- _Passage cité_:
Lettre ouverte au Très Honorable Justin TRUDEAU, Premier Ministre du Canada
Monsieur le Premier Ministre,

La Charte canadienne des droits et libertés, promulguée en 1982 sous le leadership de votre défunt père Pierre E. TRUDEAU, stipule dans sa toute première phrase que le “…Canada est fondé sur des principes qui reconnaissent la suprématie de Dieu et la primauté du droit”. La politique extérieure d’un Etat comme le Canada devrait refléter la vertu qu’il entend appliquer à l’intérieur de son territoire.

Dans cette perspective, le Canada a pour obligation morale, s’il veut garder sa crédibilité, de cesser d’appuyer le Chef de l’Etat Haïtien Son Excellence Monsieur Jovenel Moïse, qui vient d’être personnellement et directement indexé, sans ambiguïté aucune, par la Cour Supérieure des Comptes et du Contentieux Administratif d’Haïti (CSC/CA), dans le plus vaste scandale de corruption que ce pays ait connu.

Il représente, par ce fait même, aux yeux d’une bonne partie de l’opinion publique haïtienne, le symbole d’un système de clientélisme, de favoritisme, et d’injustice qui ne peut plus durer. Haïti exige un changement de paradigme, un nouveau système!

Monsieur le Premier Ministre,

Ce verdict d’une haute institution républicaine d’Haïti sur la corruption systémique lève le voile, de manière univoque, sur le principal obstacle au développement économique d’Haïti et la violence structurelle qui détruit et appauvrit la grande majorité des haïtiens. Il traduit surtout, de manière éloquente, la perversion et la prise en otage du processus démocratique depuis 30 ans par un petit groupe de dirigeants puissants, kleptocrates et corrompus au détriment d’une population souffrante, essoufflée et faussement représentée dans les paliers de gouvernement. Le bilan mitigé de l’aide canadienne à Haïti s’explique en grande partie par la mauvaise gouvernance qui défie, trop longtemps, les principes élémentaires de transparence, de redevabilité et de reddition de comptes.

Monsieur le Premier Ministre,

Sous prétexte de promouvoir la stabilité politique et la démocratie, la “communauté internationale” appuie avec complaisance les autorités haïtiennes et ferme trop souvent les yeux sur la mauvaise gouvernance, la corruption endémique et les multiples injustices dont sont victimes les couches les plus vulnérables d’Haïti. Cette politique étrangère à très courte vue laisse penser que la “communauté internationale” est encline à verrouiller le statu quo, renforcer la mainmise des oppresseurs sur les victimes du système que représente la grande majorité des haïtiens qui croupissent dans l’exclusion et la marginalisation.

Entrées d'un jeu de données:
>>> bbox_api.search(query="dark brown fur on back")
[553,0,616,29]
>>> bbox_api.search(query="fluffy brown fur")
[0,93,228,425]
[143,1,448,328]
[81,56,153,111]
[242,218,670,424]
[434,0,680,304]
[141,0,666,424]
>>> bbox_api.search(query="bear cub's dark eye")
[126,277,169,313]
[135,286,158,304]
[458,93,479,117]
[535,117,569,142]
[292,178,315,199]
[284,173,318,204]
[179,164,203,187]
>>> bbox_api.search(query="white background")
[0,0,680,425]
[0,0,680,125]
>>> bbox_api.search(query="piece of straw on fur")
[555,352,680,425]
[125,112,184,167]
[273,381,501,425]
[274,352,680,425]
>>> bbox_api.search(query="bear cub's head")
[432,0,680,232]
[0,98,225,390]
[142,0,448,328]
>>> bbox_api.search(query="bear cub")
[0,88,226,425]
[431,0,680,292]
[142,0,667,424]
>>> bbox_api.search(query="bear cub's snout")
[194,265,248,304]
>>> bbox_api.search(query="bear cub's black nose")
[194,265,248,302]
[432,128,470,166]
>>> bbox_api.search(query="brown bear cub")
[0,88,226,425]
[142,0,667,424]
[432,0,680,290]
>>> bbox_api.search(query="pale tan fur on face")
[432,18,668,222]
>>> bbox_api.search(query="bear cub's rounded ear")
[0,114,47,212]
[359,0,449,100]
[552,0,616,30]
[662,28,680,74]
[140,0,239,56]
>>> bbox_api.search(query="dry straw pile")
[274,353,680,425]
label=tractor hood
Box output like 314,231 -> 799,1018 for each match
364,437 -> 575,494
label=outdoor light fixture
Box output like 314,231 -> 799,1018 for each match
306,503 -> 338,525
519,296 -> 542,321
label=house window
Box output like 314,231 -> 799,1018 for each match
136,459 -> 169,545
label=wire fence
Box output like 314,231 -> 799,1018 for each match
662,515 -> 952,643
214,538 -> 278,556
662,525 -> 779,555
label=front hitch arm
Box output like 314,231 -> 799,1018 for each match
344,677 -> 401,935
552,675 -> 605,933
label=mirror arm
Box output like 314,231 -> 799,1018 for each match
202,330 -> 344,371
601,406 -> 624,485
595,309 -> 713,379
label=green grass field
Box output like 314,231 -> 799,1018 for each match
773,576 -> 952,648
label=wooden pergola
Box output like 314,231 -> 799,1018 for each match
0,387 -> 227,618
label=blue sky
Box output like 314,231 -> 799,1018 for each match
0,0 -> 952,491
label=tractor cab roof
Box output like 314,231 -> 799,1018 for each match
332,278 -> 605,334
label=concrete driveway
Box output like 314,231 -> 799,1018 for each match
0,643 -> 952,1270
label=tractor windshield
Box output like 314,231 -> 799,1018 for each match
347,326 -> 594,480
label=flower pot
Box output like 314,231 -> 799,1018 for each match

- _Énoncé proposé_: Poursuivez la lettre ouverte au Premier ministre du Canada sur la situation d'Haïti, en reprenant juste après sa dernière phrase. Les entrées n'interviennent en rien ici.

- _Résultat attendu_:
Une démocratie qui ne se mesure qu’à l’aune d’élections périodiques truquées n’est qu’une parodie, une démocratie de façade au service des corrompus du système. Le Canada et ses autres partenaires internationaux ont trop longtemps considéré l’organisation d’élections comme l’indicateur ultime de la démocratie en Haïti, perdant de vue la gouvernance quotidienne du pays, les crimes financiers et les multiples violations des droits de la population par les autorités gouvernementales. La corruption jette plus de 8 millions d’Haïtiens dans la pauvreté abjecte, la faim, le dénuement et l’insécurité humaine. Toute complaisance vis-à-vis des dilapidateurs du fonds PetroCaribe pourrait être interprétée comme une forme de complicité malsaine, à peine voilée.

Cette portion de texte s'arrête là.